> _ENTRIES SUPPLIED_
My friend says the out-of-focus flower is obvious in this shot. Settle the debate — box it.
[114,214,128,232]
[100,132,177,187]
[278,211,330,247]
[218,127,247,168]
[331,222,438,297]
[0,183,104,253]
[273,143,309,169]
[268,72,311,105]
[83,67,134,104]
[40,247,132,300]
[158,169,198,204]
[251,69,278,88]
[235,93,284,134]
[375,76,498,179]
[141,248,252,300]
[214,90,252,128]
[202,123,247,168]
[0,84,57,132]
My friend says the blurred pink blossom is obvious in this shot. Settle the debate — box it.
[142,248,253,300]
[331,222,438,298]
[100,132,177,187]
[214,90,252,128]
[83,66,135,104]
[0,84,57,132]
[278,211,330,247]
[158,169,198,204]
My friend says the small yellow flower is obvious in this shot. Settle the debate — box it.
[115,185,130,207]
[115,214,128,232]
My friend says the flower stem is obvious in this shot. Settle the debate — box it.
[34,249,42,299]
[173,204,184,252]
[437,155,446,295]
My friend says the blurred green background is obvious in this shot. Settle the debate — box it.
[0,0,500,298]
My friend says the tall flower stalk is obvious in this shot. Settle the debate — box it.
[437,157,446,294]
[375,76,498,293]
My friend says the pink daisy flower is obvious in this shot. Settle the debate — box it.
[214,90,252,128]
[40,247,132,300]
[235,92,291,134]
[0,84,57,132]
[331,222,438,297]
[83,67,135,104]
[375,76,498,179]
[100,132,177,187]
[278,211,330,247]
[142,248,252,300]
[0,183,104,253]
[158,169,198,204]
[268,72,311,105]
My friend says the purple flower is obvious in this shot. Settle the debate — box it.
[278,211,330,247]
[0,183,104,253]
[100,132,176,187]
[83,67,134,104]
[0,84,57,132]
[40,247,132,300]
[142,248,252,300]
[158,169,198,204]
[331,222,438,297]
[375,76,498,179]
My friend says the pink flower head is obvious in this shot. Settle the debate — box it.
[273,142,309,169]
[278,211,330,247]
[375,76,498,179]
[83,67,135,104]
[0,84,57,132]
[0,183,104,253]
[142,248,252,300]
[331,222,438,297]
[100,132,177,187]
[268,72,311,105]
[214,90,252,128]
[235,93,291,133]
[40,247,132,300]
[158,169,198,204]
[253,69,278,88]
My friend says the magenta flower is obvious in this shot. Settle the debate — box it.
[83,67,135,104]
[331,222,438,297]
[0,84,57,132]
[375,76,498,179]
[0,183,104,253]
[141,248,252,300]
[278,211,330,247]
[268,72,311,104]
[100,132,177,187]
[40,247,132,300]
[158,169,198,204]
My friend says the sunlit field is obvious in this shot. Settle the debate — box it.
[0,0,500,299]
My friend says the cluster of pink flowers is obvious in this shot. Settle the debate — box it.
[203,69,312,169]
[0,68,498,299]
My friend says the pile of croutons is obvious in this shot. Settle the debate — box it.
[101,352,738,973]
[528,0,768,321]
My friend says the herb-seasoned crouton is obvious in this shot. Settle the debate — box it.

> _WHAT YOU ARE ASKED TO DO_
Shift every bounding-box coordinate up by 28 and write out again only the lines from the one with "My friend says the blurred pink" up to and including the one with "[115,214,128,232]", keeping the requests as well.

> _FINISHED TASK_
My friend says the blurred pink blossom is obvious in this shot. Settle the debate — box it.
[170,276,281,328]
[359,250,466,326]
[128,160,205,215]
[242,118,280,156]
[111,94,163,132]
[28,112,85,160]
[306,239,358,275]
[186,197,226,232]
My friend says the small yellow flower is obvious in this shot. Settle the debate — box it.
[143,213,158,235]
[143,242,156,260]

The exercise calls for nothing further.